Provided data below:

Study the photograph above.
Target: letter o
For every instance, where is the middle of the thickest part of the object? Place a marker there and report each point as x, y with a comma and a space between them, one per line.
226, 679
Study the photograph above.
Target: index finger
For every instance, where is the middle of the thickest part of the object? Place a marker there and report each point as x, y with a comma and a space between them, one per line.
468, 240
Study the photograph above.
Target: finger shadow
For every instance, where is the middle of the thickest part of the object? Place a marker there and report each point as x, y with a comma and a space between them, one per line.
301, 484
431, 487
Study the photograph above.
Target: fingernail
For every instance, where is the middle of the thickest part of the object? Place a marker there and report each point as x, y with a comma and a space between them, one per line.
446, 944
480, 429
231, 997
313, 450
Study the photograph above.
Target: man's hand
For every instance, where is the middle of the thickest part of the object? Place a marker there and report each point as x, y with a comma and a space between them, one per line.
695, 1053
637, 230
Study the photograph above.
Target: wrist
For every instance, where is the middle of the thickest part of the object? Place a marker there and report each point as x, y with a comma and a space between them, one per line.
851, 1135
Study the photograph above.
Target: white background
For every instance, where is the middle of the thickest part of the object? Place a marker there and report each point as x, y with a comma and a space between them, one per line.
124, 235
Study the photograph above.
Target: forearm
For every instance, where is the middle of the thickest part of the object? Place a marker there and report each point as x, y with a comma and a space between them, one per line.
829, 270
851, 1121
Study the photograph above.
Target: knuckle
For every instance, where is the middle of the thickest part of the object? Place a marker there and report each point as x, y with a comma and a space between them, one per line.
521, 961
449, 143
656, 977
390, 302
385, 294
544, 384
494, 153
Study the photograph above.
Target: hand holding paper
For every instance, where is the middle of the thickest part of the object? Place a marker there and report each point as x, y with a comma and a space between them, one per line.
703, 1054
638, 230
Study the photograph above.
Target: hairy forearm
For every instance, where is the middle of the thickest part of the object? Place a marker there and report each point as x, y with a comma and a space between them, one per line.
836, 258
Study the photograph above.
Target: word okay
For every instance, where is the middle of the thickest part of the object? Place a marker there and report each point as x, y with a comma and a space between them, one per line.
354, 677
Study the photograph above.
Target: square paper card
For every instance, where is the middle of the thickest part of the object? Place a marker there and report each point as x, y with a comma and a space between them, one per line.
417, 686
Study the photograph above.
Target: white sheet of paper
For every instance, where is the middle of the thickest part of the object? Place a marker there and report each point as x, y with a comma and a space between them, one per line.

End of Provided data.

*Exercise details*
For the string "hand", show each line of the entries above where it occurs.

*Your response*
Target: man's hand
Target: hand holding paper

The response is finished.